**What you will do**
Answer these questions using the excerpt on Christians and science:
(a) Which term does the writer object to?
(b) Who does the excerpt say created science?
(c) Whose condition does the writer say this behavior reflects?

**Excerpt provided**

##############################

Yeah, I can agree with this (except the term "new Calvinism", since I don't believe Calvin supported abstaining responsibility, but that's off topic). In fact, this statement is bang on: Quote: Why would He have created this amazing place and then want us to ignore its beautiful details?
Science was created by God along with this world around us, and to abstain from studying it would be disrespectful at best.
Yet it is true that Christians take the easy road all too often, at least around here, refusing to really go deep, be it theology, science, or just how they look at the world around them. But after observing this for quite a few years personally, I don't believe this is an issue of modern Christianity per se. It seems that this is the condition of the average US citizen, and that as many non-Christians exhibit this behavior as do Christians.

##############################

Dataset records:
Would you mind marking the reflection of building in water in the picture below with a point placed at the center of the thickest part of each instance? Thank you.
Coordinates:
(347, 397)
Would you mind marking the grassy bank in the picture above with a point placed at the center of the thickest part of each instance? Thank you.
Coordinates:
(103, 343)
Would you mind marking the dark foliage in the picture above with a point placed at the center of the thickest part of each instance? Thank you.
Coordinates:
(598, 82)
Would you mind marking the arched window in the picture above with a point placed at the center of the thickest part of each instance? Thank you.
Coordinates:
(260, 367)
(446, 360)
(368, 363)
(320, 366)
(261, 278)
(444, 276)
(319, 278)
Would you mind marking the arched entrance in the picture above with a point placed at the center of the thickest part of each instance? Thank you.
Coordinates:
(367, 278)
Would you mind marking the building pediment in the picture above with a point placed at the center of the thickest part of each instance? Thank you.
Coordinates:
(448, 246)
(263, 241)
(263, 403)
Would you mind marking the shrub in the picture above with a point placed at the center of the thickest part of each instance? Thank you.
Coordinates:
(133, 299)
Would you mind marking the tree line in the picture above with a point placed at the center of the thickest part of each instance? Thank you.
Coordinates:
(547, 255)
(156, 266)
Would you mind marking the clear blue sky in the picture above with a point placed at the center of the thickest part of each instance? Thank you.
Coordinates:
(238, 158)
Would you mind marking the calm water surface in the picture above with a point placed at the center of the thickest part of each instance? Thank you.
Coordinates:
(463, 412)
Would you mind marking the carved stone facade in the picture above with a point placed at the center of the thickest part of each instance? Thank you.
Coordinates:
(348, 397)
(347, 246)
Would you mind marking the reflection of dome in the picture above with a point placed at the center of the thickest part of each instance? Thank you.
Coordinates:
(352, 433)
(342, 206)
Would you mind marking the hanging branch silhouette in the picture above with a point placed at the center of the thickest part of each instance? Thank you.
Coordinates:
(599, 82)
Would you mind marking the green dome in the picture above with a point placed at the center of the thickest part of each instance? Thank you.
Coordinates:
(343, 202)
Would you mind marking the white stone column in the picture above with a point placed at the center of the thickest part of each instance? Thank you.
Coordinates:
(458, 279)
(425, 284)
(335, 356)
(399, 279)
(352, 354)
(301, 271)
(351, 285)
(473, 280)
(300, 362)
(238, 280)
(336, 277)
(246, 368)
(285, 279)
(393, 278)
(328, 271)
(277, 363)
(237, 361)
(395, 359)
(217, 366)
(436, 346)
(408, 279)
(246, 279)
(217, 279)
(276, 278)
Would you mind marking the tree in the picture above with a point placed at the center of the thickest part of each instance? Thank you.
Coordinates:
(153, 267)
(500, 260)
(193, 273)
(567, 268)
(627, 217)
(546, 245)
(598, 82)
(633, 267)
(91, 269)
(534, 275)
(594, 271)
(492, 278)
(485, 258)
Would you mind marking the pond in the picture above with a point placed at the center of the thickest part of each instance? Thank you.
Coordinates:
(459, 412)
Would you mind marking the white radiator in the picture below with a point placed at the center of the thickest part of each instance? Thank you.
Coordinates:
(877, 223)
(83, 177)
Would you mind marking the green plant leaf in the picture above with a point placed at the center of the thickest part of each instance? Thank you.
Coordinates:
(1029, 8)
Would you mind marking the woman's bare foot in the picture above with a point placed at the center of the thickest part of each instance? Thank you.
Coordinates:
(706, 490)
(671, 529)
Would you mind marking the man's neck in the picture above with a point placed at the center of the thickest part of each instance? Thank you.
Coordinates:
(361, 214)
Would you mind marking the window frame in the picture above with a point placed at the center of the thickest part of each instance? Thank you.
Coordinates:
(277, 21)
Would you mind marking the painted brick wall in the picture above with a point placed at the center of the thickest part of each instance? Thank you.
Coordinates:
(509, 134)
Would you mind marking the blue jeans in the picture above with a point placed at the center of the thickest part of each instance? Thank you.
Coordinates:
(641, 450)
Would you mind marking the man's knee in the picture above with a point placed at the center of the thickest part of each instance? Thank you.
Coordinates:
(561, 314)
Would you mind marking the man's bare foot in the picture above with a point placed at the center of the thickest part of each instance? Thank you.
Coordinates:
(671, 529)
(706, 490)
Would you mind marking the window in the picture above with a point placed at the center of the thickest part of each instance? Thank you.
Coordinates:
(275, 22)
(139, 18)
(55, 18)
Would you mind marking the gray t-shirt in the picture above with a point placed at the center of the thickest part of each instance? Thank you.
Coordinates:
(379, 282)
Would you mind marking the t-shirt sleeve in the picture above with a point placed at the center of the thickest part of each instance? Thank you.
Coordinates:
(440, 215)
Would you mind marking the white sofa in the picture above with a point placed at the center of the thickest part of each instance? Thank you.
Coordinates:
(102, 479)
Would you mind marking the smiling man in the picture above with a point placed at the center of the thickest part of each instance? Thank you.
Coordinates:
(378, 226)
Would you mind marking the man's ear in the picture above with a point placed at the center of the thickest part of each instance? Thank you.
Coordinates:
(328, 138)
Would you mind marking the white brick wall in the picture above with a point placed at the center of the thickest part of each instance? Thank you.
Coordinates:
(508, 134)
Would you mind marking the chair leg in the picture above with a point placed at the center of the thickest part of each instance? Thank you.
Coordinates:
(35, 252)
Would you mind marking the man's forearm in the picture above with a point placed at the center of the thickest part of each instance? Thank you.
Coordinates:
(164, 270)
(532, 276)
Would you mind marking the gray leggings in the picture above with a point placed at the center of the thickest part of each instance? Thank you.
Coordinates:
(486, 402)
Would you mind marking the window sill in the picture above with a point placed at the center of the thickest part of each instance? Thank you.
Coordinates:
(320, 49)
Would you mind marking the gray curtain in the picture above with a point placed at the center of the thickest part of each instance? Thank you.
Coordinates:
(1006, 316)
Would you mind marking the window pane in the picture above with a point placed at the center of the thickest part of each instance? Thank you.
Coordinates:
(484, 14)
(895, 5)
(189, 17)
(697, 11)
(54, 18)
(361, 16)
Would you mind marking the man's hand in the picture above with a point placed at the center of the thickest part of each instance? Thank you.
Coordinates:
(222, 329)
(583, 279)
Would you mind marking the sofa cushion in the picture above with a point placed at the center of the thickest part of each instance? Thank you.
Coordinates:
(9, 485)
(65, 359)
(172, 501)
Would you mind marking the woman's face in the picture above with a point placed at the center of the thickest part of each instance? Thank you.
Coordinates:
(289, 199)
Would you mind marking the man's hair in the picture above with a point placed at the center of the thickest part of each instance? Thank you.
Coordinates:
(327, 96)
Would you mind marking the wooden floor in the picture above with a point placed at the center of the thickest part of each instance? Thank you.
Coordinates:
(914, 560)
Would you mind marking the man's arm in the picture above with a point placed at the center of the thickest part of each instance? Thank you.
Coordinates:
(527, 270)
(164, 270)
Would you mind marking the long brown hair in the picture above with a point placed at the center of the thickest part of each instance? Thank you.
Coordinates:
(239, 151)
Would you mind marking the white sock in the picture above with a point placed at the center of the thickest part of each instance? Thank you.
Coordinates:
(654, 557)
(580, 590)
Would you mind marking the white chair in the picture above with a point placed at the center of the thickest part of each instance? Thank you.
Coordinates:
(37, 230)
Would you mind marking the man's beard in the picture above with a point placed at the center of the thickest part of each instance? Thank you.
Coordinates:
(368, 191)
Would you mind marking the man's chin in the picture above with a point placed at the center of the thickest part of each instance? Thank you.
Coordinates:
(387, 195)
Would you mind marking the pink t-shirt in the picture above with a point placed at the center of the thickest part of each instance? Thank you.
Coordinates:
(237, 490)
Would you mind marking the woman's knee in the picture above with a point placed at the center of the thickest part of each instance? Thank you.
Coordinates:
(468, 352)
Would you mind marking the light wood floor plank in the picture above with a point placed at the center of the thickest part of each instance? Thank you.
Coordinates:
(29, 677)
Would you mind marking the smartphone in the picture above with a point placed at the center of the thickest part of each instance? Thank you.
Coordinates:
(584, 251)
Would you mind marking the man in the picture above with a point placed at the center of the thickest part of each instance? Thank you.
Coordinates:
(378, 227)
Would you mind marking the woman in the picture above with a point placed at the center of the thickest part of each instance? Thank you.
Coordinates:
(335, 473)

##############################

**Solution to this problem**
(a) "new Calvinism"
(b) God
(c) The average US citizen